MOM은 메시지를 전달할 수 있으며, 메시지 전달을 비동기적으로 처리할 수 있는 특징이 있는 시스템이다.

JMS는 각 회사에서 만든 MOM 시스템의 공통적인 부분을 표준화함으로써 공통된 API를 사용할 수 있게 해준다.

Figure 2


<그림출처: https://today.java.net/pub/a/today/2005/06/03/loose.html>


메시지 시스템의 MOM은 아키텍처를 의미하고 이 표준을 구현한 환경이 필요하다.

자바에서는 메시지 시스템을 구현할 수 있는 환경을 제공하는 API를 JMS(Java Message Service)라고 하고
MOM은 J2EE, 웹로직 등 EJB서버에서 메모리 영역을 제공한다.



 

메시징 서비스의 종류



(1) P2P(Peer to Peer)


    P2P Model 은 Sender가 보낸 메세지를 하나의 Receiver만 받도록 되어 있다.

Sender가 메세지를 보내면 그 내용은 Queue에 저장이된다. JMS Queue는 그 메세지를 저장하고 있다가. Receiver가 그 Queue에 접속이 되면, 그 내용을 Receiver에게 전달한다.
하나의 Queue에는 여러개의 Sender나, 여러개의 Receiver가 붙을 수 있지만, 하나의 메세지는 절대로 하나의 Receiver에만 전달된다.

[출처] JMS API의 이해|작성자 투란도트


<그림출처: http://www.developerworkspace.com/Java/jms/tutorials/>

 


(2) Pub/sub


    Publish/Subscribe Messaging Model은 하나의 메세지를  여러 Recevier가 같이 받을 수 있다.

Sender가 보낸 메세지는 JMS의 Topic이라는 곳에 저장이 되며, 이 Topic을 Listening하고 있는 모든 recevier에게 전달이 된다.


[출처] JMS API의 이해|작성자 투란도트


 

 <그림출처: http://www.developerworkspace.com/Java/jms/tutorials/>

 



응용프로그램의 구성요소


JMS 명세에 따르면 JMS를 이용하는 응용 프로그램은 다음과 같은 요소로 구성되며, 각각의 요소는 API에서 제공하는 객체가 될 수도 있고 어떤 부분은 응용 프로그램일 수 도 있다.

 

(1) 운영도구(Administrative Tool)

■ ■ ■ ■ ■ ■ ■

» 과제 목록:
**A)** JMS 글의 내용에 따라 다음 질문에 답하십시오.
(i) P2P 모델에서 Sender가 보낸 메시지는 어디에 저장됩니까?
(ii) Pub/sub 모델에서 Sender가 보낸 메시지가 저장되는 곳은 무엇이라고 부릅니까?
(iii) JMS는 무엇의 약자입니까?
**B)** 다음 각 진술이 JMS 글의 내용과 일치하는지 예 또는 아니요로 답하고, 판단의 근거가 되는 구절을 그대로 인용하십시오.
(i) P2P 모델에서는 하나의 메시지가 여러 Receiver에게 전달될 수 있다.
(ii) MOM은 메시지 전달을 비동기적으로 처리할 수 있는 시스템이다.
(iii) 하나의 Queue에는 Sender가 하나만 붙을 수 있다.
저장된 기록은 참고하지 않아도 됩니다.

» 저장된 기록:

■ ■ ■ ■ ■ ■ ■

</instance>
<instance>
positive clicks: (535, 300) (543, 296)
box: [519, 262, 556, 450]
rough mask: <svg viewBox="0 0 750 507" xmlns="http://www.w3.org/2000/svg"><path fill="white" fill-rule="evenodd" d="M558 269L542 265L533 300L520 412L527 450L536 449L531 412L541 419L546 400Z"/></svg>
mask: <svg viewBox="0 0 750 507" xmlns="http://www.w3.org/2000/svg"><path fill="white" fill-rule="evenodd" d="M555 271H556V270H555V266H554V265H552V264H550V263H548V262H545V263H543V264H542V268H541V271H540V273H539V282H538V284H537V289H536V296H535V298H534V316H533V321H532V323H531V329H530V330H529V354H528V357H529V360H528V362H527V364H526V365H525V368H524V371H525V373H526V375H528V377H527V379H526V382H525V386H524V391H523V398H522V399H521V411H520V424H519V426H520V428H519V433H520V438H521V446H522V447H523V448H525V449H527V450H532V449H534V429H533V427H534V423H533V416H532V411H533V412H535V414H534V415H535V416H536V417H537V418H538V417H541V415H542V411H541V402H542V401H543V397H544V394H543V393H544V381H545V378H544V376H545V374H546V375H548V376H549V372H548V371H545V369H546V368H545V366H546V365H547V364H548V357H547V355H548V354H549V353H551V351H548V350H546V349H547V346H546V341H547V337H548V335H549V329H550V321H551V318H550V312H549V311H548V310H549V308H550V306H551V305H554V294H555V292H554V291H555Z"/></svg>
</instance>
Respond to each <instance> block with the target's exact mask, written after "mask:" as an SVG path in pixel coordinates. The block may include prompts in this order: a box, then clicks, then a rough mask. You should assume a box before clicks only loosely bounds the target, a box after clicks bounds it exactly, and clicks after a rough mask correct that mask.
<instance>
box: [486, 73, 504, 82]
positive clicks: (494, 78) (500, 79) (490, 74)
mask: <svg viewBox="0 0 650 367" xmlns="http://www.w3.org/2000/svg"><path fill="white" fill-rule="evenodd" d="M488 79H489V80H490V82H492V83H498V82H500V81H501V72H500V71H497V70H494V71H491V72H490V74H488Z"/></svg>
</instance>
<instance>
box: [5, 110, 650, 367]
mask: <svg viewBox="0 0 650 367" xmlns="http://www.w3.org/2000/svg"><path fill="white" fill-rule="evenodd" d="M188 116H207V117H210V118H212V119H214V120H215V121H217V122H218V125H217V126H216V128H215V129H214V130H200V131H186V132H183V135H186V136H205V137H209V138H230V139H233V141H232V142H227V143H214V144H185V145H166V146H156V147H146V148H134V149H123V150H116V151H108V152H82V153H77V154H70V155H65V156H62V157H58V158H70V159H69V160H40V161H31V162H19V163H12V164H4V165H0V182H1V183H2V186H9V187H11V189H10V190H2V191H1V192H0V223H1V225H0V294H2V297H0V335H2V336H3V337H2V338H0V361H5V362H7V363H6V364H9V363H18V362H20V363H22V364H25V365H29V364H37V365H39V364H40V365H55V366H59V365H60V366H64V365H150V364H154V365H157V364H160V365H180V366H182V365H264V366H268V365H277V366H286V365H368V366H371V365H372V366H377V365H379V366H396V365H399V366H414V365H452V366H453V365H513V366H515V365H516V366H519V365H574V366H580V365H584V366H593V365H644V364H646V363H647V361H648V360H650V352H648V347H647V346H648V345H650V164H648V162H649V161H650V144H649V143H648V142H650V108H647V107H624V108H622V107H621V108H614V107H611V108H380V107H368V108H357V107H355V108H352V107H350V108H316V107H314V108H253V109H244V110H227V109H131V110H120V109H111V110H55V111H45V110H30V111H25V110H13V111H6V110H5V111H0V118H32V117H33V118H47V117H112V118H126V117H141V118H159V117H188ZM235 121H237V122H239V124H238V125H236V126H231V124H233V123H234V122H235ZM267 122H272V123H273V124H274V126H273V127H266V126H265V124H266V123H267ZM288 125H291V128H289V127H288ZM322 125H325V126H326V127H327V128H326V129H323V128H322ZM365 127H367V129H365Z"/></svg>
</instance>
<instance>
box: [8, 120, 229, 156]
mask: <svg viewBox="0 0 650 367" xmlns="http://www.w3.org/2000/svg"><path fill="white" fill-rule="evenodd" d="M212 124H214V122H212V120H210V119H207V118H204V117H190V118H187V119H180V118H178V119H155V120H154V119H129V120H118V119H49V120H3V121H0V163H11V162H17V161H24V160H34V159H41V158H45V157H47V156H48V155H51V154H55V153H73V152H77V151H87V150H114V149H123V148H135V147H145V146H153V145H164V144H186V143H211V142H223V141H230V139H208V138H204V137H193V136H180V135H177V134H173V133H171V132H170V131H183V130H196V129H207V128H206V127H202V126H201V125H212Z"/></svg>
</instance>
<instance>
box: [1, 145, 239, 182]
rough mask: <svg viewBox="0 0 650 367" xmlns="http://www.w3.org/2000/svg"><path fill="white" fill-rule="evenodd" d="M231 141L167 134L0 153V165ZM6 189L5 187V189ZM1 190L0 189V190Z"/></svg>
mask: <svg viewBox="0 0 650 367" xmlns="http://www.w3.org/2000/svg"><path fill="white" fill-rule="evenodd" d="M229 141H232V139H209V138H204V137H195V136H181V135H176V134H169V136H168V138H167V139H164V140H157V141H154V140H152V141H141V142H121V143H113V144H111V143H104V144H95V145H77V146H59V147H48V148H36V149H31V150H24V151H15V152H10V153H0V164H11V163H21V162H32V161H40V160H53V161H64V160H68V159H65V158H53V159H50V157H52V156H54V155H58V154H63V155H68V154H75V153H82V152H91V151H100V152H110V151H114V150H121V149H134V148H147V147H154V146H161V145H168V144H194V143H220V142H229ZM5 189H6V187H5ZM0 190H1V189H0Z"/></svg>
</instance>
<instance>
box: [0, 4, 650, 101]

■ ■ ■ ■ ■ ■ ■

» 예상 결과:
**A)**
(i) Queue에 저장됩니다.
(ii) JMS의 Topic이라고 부릅니다.
(iii) Java Message Service의 약자입니다.

**B)**
(i) 아니요. "하나의 메세지는 절대로 하나의 Receiver에만 전달된다."
(ii) 예. "메시지 전달을 비동기적으로 처리할 수 있는 특징이 있는 시스템이다."
(iii) 아니요. "하나의 Queue에는 여러개의 Sender나, 여러개의 Receiver가 붙을 수 있지만"